- _Action item_: Retype only the lines at the head of the records, first through the one with "Mark each instance of the cloud", exactly as written.

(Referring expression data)
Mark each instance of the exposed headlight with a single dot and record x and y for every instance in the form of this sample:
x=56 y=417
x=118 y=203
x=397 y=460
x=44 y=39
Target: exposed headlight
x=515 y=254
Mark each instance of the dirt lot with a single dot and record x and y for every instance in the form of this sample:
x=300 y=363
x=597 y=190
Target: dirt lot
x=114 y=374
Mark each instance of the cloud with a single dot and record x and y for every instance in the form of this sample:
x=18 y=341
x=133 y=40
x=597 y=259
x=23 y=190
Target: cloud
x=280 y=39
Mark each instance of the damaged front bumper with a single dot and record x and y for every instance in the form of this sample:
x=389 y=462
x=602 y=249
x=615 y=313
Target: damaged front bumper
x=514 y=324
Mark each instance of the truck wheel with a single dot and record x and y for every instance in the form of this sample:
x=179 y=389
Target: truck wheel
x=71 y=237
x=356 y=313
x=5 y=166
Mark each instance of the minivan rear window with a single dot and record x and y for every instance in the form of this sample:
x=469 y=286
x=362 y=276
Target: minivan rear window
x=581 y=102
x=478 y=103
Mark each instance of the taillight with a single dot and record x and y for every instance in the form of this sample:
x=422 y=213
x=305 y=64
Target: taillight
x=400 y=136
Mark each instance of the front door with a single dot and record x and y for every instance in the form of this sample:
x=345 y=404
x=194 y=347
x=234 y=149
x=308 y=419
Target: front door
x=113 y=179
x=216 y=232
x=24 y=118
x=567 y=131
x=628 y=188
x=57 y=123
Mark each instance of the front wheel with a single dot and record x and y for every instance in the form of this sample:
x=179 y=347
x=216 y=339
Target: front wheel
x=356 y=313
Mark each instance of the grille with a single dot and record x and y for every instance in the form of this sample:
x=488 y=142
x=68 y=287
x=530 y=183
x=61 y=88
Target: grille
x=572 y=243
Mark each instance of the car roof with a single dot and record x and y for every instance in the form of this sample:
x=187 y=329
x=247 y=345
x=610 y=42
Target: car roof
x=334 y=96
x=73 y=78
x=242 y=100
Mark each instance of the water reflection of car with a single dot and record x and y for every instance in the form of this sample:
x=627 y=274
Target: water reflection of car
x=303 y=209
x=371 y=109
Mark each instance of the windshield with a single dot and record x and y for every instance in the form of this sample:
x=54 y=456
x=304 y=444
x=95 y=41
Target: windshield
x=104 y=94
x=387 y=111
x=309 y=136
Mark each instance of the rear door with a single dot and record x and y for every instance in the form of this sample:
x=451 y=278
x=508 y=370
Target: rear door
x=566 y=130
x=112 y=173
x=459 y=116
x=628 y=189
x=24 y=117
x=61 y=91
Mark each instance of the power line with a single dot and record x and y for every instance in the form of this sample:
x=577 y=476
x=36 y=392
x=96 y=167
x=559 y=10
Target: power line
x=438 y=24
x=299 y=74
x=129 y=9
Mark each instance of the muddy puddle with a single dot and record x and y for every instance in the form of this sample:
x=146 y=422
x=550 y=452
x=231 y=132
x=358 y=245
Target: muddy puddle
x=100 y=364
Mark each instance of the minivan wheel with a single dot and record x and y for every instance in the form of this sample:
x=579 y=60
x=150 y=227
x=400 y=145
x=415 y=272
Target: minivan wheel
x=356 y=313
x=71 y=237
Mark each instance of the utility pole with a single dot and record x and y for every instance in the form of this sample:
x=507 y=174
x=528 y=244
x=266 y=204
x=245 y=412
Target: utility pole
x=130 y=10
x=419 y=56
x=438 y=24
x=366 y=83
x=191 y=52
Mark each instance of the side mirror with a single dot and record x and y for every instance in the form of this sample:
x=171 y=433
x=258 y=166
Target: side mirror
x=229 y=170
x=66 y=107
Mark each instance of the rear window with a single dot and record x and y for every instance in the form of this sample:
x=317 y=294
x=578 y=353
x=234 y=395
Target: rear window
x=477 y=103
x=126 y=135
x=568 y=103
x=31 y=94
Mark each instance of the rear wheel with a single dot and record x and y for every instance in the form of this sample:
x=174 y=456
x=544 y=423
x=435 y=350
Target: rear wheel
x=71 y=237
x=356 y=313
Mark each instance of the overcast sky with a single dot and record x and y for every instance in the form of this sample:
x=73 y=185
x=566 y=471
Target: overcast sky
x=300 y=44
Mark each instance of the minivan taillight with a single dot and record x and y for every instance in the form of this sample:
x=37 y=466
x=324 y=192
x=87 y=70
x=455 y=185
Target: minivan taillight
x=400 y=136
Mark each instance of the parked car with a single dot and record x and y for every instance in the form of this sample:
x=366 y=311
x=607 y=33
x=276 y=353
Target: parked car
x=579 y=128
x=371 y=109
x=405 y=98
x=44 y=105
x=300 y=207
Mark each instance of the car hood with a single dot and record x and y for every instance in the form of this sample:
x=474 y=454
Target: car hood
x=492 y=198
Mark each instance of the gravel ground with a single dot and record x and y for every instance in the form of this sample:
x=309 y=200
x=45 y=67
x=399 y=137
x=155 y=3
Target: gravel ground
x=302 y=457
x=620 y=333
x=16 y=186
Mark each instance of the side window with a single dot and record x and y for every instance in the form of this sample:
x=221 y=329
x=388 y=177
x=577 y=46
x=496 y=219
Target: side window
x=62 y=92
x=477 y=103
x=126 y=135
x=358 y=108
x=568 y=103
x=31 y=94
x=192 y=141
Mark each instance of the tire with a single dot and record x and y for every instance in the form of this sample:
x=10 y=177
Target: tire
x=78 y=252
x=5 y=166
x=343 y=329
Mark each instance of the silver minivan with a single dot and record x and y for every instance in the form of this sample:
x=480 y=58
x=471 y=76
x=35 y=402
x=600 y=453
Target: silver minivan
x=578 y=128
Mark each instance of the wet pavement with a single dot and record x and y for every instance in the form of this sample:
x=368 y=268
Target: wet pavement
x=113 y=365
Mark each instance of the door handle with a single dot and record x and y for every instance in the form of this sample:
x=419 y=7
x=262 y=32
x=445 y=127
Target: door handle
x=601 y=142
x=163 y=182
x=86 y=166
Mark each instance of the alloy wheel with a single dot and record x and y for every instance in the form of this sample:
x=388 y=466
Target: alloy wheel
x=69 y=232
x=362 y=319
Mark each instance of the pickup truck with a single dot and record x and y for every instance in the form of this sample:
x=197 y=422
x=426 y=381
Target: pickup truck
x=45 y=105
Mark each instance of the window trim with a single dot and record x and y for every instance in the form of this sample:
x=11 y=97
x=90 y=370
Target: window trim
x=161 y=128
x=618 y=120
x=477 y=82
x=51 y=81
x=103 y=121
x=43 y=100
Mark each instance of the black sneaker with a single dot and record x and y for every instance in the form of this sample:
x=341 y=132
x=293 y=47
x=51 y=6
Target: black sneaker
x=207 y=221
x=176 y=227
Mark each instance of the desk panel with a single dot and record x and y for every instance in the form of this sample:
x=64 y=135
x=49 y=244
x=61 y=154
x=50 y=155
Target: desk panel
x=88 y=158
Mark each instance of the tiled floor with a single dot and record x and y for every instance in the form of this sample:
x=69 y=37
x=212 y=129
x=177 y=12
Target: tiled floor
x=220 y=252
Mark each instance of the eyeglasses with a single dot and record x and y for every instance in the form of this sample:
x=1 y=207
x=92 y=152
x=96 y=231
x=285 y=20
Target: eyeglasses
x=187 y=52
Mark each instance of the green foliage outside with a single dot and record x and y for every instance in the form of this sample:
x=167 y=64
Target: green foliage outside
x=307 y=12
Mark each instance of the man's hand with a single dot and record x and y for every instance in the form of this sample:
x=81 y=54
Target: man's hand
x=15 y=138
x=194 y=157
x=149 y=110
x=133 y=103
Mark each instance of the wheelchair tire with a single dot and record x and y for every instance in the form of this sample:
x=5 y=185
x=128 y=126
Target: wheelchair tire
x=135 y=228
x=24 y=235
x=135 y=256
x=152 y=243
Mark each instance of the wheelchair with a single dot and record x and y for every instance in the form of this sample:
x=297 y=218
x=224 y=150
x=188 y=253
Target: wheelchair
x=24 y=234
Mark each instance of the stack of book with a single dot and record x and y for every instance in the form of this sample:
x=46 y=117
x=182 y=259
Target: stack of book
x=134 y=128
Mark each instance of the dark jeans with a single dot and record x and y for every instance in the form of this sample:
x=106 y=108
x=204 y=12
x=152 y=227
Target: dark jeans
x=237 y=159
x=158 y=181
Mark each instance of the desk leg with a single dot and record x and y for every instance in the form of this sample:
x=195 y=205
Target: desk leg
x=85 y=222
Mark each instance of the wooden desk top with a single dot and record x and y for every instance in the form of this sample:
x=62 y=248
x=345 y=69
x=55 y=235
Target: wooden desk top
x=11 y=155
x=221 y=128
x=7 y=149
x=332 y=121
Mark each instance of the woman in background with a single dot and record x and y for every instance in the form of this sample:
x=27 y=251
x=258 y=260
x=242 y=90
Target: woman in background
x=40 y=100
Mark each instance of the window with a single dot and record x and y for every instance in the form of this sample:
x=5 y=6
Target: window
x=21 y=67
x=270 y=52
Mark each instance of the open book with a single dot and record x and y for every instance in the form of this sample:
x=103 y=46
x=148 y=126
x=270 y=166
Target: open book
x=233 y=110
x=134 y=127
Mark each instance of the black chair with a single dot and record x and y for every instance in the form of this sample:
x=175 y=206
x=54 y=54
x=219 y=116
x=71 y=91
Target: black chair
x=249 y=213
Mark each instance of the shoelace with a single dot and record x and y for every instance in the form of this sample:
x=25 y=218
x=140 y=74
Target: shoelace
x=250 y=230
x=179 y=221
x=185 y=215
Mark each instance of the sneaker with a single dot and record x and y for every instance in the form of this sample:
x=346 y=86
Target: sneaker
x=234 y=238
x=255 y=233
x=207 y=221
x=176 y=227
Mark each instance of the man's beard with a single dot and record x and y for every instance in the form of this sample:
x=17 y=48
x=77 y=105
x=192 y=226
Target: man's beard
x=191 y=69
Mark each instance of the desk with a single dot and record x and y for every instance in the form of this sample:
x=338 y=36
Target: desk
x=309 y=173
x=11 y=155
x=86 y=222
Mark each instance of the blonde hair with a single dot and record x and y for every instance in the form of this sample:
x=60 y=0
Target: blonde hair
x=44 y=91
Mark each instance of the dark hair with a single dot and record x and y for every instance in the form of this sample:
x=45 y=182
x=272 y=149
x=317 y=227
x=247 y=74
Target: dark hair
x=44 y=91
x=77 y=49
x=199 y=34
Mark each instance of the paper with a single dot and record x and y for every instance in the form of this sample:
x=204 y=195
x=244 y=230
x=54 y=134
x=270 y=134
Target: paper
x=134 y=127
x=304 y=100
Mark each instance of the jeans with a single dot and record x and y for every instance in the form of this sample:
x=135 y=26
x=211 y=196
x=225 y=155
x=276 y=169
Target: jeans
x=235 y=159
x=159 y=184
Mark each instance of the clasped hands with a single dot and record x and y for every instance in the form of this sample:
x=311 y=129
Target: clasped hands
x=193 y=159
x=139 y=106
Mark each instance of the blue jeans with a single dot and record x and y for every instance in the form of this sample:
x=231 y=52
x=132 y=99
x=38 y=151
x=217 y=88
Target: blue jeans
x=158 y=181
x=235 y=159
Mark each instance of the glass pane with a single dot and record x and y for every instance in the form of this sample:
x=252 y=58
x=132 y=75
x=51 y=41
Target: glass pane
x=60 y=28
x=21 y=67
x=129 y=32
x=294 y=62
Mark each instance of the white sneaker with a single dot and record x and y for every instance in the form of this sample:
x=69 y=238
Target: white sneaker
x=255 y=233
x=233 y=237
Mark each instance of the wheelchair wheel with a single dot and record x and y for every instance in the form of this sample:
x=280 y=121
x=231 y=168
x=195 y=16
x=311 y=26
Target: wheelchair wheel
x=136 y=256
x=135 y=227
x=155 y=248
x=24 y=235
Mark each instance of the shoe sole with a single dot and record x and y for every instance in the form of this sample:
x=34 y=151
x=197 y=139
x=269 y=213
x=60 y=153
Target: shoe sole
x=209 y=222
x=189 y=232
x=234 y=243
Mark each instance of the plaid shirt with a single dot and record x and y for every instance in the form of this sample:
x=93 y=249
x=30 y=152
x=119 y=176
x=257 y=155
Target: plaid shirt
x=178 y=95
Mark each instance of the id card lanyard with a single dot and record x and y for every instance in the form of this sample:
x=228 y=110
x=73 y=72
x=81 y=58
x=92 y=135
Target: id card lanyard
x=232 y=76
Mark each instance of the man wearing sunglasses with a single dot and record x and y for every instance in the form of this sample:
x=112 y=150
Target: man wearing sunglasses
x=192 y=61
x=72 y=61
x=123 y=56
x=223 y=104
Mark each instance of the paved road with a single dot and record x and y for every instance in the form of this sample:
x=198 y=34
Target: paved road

- _Response_:
Mark each instance of the exposed headlight with a single dot and record x and y for every instance in the form of this sample:
x=56 y=417
x=118 y=203
x=397 y=460
x=44 y=39
Target: exposed headlight
x=515 y=254
Mark each instance of the dirt lot with a single dot and record x and y for every instance in the form of this sample:
x=300 y=363
x=597 y=190
Target: dirt lot
x=114 y=374
Mark each instance of the cloud with a single dot and record x and y for every instance in the form of this sample:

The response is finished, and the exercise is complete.